§ Task brief
Change every "scouting tally" in the records below to "survey count", keeping all other text the same.

§ Point annotation records
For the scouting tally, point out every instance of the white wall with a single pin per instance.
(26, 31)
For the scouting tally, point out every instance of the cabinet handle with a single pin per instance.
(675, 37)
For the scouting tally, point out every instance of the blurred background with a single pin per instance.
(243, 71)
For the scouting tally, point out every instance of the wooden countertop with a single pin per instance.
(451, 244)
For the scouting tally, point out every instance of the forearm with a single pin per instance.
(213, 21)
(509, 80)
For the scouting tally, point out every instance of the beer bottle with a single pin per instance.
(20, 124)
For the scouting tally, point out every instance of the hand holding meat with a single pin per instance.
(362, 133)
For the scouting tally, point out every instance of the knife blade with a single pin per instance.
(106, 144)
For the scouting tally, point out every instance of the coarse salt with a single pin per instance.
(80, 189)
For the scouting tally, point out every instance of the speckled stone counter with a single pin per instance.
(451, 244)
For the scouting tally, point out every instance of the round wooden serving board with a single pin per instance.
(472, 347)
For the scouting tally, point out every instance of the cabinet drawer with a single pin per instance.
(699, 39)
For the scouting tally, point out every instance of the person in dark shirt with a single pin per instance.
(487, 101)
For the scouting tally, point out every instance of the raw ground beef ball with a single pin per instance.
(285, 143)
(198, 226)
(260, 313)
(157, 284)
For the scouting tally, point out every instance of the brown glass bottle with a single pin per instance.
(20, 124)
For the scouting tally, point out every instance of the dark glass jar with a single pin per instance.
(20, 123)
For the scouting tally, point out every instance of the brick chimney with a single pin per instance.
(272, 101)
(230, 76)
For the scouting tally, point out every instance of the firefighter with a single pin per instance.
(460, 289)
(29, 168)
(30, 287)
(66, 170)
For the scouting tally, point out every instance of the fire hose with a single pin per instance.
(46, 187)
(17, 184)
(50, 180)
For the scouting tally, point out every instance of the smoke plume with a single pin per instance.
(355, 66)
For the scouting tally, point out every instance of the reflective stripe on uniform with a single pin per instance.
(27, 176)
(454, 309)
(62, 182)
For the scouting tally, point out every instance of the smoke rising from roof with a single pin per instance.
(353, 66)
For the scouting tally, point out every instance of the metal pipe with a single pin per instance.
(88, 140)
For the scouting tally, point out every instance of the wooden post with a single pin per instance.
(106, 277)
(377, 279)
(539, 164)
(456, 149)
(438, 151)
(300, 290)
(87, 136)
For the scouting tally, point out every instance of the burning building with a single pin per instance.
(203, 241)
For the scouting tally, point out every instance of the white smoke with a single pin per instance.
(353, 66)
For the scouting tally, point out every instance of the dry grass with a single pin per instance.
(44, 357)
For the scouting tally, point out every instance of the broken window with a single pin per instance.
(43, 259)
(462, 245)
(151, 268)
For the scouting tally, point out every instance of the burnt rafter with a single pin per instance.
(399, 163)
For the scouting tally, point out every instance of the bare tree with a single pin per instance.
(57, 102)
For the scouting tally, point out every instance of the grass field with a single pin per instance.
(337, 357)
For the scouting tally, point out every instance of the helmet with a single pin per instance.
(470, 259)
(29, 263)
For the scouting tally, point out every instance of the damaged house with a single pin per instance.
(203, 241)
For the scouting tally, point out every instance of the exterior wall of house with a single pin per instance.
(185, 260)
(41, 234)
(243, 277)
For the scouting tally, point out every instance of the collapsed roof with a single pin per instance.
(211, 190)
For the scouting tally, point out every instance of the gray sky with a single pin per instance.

§ Written reply
For the survey count, point out every instance of the white wall with a single pin per instance.
(26, 31)
For the survey count, point out every instance of the cabinet handle with a single pin per instance.
(675, 37)
For the survey count, point out every instance of the blurred background with a single pin per instance.
(243, 71)
For the survey count, point out every instance of the wooden countertop with a single pin per instance.
(451, 244)
For the survey count, point out every instance of the forearm with a single pin per instance.
(213, 21)
(509, 80)
For the survey count, point out every instance of the beer bottle with a single pin per instance.
(20, 124)
For the survey count, point out every instance of the hand holding meat with a single pin per instance.
(362, 133)
For the survey count, point out every instance of the knife blade with a single pin per instance.
(106, 144)
For the survey count, point out every instance of the coarse salt with a single pin per instance.
(80, 189)
For the survey count, point out every instance of the speckled stone counter with a single pin per instance.
(451, 244)
For the survey count, point out every instance of the round wooden serving board with a single pin per instance.
(472, 347)
For the survey count, point out every instance of the cabinet drawer with a single pin per instance.
(699, 39)
For the survey count, point out every instance of the person in dark shirt with a single pin per instance.
(487, 101)
For the survey count, point out every instance of the raw ground beef ball with a single pin per instance.
(285, 143)
(198, 226)
(260, 313)
(157, 284)
For the survey count, point out every instance of the brown glass bottle with a single pin per instance.
(20, 124)
For the survey count, point out every instance of the dark glass jar with a single pin per instance.
(20, 123)
For the survey count, point out every instance of the brick chimney with a single pin per instance.
(272, 101)
(230, 76)
For the survey count, point out every instance of the firefighter with a single pin per instance.
(460, 289)
(29, 168)
(30, 287)
(66, 170)
For the survey count, point out every instance of the fire hose with a single pin per instance.
(46, 187)
(17, 184)
(50, 180)
For the survey count, point out every instance of the smoke plume with a single pin per instance.
(355, 66)
For the survey count, point out every instance of the reflective stripe on uniform with a single pin per instance.
(27, 176)
(454, 309)
(62, 182)
For the survey count, point out every instance of the smoke rising from roof with a single pin per instance.
(353, 66)
For the survey count, point out every instance of the metal pipe with a single pin per instance.
(88, 140)
For the survey count, point out every instance of the wooden post with a single pin per instance.
(106, 277)
(377, 279)
(539, 164)
(456, 149)
(438, 151)
(300, 290)
(87, 136)
For the survey count, point out every instance of the burning building with a single pin per instance.
(203, 241)
For the survey count, point out every instance of the white smoke with a single pin per instance.
(353, 66)
For the survey count, point out every instance of the dry grass with a single pin per instance.
(44, 357)
For the survey count, point out every instance of the broken window with a single pin per instance.
(43, 259)
(462, 245)
(151, 268)
For the survey count, point out every instance of the burnt rafter with a single pin per instance.
(399, 163)
For the survey count, point out every instance of the bare tree with a single pin per instance.
(57, 102)
For the survey count, point out every instance of the grass field with a single pin per instance.
(337, 357)
For the survey count, point out every instance of the helmet with a single pin per instance.
(470, 259)
(29, 263)
For the survey count, point out every instance of the damaged house with a single pin per instance.
(203, 241)
For the survey count, point out every instance of the exterior wall of house with a single pin per instance.
(185, 260)
(41, 234)
(243, 277)
For the survey count, point out every instance of the collapsed roof with a single pin per instance.
(211, 190)
For the survey count, point out every instance of the gray sky with a single pin per instance.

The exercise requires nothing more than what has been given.